GIVEN TEXT
= Beginning of Section =
A pawn shop and gun store in northwestern New Mexico that remained open, albeit with social distancing measures in place, despite Gov. Michelle Lujan’s order for gun stores to close has been hit with $60,000 in fines from the state Department of Health.
Papas Pawn and Guns owner Diane Rowe acknowledges she remained open, but says the fines shouldn’t be nearly as high as what the state has imposed, and believes she’s being targeted for standing up for her rights.
“This is about our small businesses being just picked off,” Rowe said. “I am getting a hold of lawyers now and trying to figure out what we’re gonna do. I would like to be able to stay open. It’s my constitutional right to be able to earn a living.”
Rowe said the store has been “very careful,” allowing only two customers in at a time and making sure that people stand 6 feet apart from one another.
= End of Section =
REQUIREMENT A
According to the news item about the New Mexico pawn shop, how much has the state Department of Health fined the store?
REQUIREMENT B
Pick up the news item about the New Mexico pawn shop's fines after its last sentence and continue it.

SUPPLIED INFORMATION
= Beginning of Section =
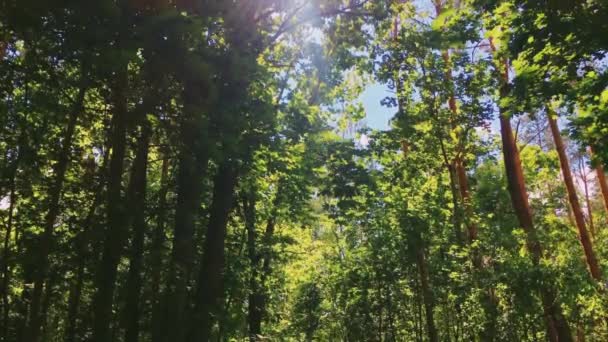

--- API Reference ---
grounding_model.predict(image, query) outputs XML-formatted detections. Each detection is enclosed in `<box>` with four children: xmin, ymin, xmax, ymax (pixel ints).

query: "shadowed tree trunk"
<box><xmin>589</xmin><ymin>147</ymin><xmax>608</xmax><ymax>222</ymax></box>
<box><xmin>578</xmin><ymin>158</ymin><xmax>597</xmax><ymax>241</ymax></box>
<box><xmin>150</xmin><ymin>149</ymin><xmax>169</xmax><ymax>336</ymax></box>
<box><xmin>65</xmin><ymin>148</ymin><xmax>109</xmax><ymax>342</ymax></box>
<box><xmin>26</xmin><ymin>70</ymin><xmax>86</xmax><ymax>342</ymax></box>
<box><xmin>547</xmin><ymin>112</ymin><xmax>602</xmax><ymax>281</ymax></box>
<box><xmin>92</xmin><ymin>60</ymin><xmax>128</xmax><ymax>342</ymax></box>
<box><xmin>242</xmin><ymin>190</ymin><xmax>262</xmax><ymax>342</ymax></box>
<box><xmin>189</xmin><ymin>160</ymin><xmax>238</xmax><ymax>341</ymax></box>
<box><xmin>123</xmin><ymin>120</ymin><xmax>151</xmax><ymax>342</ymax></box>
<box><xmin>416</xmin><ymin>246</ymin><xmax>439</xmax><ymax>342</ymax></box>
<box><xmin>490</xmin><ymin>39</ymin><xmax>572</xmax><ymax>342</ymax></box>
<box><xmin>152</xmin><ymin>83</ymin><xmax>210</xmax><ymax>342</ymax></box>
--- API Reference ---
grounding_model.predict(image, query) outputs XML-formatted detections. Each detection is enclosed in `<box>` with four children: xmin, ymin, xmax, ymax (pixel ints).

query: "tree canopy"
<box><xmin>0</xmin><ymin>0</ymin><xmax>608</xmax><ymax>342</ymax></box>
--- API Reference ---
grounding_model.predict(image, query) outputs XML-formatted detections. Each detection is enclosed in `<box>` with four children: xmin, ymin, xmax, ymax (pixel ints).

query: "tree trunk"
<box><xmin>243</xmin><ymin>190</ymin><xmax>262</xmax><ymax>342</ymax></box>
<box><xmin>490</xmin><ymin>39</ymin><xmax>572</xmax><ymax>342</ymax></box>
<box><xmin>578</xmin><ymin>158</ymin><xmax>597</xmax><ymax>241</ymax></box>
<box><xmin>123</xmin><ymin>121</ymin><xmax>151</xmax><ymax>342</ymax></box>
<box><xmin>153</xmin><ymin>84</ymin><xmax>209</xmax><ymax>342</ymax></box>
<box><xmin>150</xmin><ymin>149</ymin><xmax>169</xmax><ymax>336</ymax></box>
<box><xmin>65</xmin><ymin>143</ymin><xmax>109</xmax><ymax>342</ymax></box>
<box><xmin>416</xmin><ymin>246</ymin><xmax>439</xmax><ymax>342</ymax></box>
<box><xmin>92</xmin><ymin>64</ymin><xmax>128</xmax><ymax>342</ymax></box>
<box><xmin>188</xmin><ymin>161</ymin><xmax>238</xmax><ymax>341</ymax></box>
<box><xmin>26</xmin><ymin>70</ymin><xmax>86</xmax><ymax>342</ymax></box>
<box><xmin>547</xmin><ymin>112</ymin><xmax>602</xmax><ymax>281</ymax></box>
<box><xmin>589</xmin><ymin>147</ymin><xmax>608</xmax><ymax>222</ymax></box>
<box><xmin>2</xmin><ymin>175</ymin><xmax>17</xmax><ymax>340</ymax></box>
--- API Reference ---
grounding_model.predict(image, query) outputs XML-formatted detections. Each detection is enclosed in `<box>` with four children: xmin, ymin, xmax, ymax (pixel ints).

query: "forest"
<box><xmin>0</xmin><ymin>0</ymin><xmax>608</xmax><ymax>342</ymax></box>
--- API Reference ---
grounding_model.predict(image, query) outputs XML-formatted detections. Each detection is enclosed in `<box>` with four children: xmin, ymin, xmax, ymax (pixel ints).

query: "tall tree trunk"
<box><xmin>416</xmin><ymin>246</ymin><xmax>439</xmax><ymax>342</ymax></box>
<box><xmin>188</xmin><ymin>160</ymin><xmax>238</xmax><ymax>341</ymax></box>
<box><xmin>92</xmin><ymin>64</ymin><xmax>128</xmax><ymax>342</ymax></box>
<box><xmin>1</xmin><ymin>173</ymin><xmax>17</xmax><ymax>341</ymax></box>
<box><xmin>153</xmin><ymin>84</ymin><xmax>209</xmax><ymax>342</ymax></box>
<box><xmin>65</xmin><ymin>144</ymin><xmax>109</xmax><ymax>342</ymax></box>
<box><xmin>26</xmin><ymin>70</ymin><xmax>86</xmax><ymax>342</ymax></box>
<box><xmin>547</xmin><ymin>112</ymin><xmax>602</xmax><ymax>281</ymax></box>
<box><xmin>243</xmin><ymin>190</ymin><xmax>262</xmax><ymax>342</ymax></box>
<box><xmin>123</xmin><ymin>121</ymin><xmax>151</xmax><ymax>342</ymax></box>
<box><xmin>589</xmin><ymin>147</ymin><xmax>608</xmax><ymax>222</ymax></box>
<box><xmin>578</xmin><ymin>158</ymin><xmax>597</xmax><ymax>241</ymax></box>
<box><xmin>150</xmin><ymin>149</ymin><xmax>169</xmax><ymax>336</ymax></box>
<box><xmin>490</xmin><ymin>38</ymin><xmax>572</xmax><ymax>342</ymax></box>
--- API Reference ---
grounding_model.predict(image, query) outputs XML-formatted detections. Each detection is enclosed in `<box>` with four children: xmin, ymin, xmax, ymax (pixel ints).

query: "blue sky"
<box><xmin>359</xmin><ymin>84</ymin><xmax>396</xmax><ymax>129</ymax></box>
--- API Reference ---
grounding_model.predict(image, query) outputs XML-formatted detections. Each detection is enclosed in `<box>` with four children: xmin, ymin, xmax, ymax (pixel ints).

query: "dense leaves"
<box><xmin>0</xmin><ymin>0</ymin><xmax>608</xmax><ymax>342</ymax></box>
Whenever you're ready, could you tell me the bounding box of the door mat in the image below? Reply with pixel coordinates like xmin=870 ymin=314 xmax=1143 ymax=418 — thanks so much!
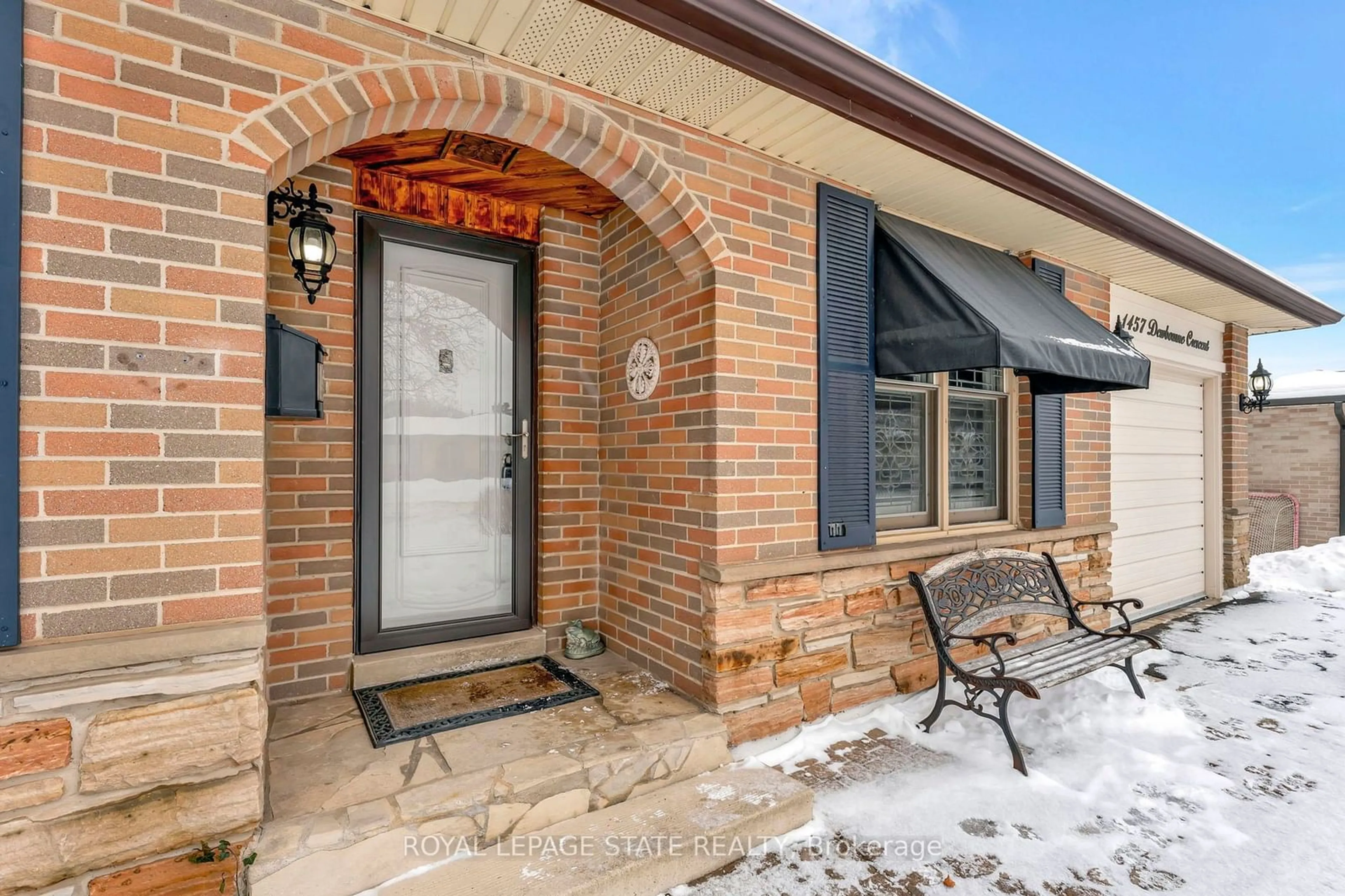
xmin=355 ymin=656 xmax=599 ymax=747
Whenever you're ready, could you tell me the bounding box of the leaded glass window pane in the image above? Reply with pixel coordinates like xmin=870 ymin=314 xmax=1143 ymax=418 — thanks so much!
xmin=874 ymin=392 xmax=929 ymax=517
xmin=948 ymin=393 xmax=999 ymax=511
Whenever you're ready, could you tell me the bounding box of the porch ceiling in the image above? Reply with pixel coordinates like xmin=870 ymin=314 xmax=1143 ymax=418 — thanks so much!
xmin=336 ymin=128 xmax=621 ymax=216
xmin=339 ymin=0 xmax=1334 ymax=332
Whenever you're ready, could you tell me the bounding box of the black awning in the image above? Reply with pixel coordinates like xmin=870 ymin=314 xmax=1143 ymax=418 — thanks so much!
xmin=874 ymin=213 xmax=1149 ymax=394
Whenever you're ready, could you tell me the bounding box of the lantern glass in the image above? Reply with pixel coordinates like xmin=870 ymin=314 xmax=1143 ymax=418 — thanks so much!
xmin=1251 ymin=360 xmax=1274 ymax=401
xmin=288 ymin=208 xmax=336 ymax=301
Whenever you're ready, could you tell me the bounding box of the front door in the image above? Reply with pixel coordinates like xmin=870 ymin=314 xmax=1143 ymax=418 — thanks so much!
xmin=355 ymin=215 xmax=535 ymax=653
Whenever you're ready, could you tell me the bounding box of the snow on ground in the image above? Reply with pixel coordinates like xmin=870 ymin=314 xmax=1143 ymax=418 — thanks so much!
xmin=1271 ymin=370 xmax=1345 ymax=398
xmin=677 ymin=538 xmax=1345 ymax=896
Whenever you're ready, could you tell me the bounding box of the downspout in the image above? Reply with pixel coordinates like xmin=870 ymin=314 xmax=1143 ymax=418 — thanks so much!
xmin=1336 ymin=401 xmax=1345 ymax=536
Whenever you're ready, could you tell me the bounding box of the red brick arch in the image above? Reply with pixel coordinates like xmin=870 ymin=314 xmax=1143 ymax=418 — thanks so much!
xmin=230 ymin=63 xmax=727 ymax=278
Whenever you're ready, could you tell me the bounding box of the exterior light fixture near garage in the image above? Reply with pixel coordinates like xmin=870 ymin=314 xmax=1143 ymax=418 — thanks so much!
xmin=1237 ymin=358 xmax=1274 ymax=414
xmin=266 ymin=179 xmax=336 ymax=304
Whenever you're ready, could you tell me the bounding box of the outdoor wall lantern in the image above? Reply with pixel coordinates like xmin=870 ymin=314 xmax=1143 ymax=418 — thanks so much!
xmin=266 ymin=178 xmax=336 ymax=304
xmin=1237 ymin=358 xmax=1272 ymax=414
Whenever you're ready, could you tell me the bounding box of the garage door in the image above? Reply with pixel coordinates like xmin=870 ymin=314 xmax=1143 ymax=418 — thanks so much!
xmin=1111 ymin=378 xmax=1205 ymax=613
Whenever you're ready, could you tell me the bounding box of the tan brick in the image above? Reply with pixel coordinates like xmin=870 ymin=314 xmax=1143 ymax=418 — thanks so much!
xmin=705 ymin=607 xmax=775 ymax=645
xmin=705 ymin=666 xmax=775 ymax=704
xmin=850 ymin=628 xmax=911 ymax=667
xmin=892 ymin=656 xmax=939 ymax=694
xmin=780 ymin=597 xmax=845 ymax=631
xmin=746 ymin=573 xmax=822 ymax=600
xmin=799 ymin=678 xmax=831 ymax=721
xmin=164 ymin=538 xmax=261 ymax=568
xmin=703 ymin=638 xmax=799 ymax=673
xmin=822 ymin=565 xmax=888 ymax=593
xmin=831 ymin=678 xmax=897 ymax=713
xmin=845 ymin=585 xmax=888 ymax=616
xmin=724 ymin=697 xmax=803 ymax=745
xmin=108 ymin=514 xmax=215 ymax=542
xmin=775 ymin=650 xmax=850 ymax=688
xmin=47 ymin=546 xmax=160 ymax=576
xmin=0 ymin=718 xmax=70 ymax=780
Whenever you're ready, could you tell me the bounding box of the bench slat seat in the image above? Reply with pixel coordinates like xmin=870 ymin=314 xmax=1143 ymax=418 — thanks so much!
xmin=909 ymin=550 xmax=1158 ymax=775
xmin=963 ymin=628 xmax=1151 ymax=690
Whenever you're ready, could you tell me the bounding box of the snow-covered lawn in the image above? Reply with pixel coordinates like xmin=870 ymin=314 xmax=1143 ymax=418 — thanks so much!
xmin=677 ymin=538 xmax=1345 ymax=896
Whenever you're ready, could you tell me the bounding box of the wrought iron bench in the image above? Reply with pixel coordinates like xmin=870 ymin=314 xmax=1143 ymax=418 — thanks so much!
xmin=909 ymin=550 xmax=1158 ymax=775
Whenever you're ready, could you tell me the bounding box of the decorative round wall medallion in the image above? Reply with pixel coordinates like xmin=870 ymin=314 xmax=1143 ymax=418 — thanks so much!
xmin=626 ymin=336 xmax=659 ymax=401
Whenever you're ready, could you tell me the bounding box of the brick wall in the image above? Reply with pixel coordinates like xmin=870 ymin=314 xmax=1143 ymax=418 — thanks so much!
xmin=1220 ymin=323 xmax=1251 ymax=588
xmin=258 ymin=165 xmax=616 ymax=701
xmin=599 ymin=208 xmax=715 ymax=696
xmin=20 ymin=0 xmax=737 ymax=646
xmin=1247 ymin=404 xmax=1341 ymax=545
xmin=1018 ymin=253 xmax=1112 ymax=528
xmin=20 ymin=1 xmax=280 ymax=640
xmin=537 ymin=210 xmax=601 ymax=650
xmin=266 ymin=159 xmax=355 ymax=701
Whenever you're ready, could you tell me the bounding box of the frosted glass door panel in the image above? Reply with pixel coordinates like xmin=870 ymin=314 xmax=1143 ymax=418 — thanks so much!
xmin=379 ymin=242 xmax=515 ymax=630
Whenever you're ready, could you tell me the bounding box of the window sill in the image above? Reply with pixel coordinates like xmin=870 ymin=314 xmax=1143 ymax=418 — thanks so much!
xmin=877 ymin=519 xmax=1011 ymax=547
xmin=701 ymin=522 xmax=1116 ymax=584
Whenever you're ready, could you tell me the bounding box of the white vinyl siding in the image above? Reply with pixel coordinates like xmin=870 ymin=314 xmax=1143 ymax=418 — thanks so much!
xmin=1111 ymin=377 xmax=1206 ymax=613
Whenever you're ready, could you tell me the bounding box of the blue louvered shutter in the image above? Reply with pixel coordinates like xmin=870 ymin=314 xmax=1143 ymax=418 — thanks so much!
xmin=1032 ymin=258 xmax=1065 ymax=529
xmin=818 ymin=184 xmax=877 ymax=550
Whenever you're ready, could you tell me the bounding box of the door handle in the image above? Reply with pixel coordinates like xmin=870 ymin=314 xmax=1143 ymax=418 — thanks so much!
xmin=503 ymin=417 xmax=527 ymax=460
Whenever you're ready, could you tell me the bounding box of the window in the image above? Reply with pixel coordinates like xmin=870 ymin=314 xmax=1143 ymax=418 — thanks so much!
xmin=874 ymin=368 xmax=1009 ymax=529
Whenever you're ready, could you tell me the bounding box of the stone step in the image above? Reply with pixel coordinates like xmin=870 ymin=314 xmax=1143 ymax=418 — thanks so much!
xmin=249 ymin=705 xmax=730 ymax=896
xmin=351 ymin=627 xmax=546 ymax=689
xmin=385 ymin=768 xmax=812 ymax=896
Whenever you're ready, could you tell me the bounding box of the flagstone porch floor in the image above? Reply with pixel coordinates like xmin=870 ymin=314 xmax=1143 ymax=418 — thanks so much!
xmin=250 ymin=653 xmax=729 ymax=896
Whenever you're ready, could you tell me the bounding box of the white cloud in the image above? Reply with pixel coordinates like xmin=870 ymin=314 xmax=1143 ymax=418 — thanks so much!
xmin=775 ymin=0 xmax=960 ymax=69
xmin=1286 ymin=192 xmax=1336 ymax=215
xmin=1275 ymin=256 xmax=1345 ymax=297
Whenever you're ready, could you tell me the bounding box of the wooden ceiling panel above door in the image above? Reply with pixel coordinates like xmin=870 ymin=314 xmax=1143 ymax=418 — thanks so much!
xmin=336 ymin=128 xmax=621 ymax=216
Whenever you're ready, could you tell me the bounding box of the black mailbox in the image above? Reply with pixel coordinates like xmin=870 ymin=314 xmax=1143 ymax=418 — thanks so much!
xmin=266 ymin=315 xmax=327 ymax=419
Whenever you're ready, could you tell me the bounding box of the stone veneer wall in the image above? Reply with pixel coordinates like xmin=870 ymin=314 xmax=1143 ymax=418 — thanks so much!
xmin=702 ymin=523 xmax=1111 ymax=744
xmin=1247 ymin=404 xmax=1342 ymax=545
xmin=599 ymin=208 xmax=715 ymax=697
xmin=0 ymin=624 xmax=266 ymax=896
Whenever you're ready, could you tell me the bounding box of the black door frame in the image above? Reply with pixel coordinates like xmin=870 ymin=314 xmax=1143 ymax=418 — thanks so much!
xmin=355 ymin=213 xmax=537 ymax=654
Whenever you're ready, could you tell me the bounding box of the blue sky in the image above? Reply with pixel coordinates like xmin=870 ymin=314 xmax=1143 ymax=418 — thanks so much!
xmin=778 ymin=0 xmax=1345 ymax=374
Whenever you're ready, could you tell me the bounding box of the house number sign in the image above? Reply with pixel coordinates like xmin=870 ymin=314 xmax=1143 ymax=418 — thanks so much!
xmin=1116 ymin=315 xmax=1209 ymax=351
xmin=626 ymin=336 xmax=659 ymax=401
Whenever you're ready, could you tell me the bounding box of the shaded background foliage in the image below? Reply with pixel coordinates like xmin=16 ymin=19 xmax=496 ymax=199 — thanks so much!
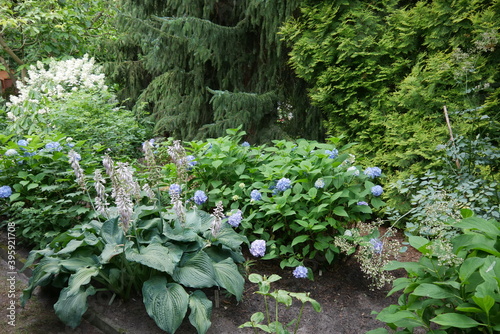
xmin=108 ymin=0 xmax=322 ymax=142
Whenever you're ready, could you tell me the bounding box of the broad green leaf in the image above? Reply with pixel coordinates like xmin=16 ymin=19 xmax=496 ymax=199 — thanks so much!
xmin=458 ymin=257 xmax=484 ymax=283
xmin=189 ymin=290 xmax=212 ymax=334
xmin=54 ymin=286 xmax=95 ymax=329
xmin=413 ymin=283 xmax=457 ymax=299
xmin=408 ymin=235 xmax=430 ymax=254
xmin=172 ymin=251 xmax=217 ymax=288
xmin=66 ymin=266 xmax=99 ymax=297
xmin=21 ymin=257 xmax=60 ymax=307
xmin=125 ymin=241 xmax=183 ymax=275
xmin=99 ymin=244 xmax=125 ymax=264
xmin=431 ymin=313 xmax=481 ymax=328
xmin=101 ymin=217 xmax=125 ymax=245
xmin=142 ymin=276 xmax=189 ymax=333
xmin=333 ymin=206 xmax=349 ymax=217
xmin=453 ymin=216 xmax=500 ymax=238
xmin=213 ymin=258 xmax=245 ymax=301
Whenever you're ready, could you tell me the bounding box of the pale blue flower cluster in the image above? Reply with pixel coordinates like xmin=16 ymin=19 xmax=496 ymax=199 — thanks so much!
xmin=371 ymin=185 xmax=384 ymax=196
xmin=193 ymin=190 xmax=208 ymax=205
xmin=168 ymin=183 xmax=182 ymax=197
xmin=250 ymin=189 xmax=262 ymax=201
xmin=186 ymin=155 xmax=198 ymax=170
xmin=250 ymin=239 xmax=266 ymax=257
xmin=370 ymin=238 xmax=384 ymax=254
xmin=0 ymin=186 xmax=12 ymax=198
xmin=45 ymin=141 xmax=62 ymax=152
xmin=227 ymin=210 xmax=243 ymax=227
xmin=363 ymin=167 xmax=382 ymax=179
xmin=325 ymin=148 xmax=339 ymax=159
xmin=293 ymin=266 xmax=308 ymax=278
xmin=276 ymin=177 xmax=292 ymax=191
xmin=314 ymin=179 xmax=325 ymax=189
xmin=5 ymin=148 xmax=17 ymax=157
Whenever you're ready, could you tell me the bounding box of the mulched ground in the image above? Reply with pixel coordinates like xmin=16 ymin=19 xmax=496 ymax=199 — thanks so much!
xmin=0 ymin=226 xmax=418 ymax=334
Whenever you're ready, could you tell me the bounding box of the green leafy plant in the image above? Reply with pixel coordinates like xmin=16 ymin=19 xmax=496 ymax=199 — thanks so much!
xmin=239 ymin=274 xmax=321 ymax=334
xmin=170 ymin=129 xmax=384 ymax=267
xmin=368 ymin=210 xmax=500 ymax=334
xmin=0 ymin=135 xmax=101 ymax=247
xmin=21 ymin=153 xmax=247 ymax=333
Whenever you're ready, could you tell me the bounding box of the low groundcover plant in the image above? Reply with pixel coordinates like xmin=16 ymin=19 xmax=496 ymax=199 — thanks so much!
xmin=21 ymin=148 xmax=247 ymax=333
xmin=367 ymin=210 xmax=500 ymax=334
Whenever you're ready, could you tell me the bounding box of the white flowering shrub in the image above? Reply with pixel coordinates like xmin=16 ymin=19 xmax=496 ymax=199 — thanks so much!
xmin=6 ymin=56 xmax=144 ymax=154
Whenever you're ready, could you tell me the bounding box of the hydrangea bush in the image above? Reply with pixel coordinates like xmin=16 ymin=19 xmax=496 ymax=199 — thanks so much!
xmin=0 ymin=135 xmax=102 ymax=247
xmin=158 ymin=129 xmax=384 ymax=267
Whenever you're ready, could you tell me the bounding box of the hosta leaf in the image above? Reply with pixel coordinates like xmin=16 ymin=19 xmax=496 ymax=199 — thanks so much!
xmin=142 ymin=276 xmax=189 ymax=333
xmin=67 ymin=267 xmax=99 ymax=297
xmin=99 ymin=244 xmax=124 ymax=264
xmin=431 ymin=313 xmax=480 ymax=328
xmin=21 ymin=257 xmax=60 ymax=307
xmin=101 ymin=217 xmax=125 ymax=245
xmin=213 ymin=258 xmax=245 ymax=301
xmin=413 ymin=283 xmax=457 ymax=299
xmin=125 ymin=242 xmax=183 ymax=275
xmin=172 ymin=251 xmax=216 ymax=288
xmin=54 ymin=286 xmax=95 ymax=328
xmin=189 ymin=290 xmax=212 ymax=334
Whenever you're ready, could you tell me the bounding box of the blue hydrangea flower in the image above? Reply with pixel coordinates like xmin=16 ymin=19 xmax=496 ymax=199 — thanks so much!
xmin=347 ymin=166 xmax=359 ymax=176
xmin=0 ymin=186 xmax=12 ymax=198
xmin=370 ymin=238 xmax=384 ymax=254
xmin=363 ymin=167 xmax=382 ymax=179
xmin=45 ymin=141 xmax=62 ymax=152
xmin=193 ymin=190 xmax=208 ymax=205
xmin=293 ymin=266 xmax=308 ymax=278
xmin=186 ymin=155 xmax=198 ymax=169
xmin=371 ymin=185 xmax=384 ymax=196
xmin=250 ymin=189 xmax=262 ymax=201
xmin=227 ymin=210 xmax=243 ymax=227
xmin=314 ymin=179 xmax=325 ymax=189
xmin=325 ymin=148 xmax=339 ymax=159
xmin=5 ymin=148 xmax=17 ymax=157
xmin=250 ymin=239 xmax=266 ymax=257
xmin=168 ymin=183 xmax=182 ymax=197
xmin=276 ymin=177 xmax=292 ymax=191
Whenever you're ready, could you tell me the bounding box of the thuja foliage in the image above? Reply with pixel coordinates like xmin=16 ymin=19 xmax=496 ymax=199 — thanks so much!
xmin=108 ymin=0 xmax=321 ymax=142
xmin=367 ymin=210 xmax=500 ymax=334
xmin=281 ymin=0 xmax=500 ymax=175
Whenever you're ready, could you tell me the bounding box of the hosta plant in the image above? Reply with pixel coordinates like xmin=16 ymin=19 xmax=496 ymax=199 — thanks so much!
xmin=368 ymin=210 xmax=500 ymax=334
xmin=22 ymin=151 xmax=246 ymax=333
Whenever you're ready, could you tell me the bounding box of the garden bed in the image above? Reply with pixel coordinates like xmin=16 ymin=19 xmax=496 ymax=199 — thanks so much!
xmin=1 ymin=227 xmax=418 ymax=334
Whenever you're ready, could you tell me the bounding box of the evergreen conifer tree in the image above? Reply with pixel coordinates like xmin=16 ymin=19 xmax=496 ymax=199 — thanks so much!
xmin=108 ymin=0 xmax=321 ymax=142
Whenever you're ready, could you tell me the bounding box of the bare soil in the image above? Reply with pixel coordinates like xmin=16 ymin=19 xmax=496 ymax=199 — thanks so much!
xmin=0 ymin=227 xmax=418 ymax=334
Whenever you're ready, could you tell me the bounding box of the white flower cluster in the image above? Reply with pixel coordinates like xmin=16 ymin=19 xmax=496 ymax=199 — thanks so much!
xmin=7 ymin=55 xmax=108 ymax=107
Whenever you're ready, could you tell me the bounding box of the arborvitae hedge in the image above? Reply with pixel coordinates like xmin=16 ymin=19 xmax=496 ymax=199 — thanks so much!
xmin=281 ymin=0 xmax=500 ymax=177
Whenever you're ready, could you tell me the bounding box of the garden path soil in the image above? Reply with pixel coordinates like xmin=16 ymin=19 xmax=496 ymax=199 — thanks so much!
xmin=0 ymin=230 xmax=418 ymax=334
= End of Section =
RESPONSE A
$60,000

RESPONSE B
She was part of a small resistance by owners of stores that have remained open or opened Monday in Grants after the city’s mayor, Martin “Modey” Hicks, ordered city employees back to work and encouraged businesses there to reopen in defiance of public health restrictions shutting them down.
Hicks was ordered Thursday by the New Mexico Supreme Court to comply with the health orders and submit a written response to the court.
We covered the situation in Grants, New Mexico here at Bearing Arms a few days ago when the mayor decided he was going to allow businesses in the Cibola County community to re-open despite the governor’s order. While some counties in the northwestern part of the state have been hit hard by the coronavirus, Cibola County has only reported 52 cases as of May 1st. Mayor Hicks said the fact that the county has been able to manage the pandemic, coupled with the economic devastation wrought by the stay-at-home order by Grisham, was what compelled him to declare the town was re-open for business.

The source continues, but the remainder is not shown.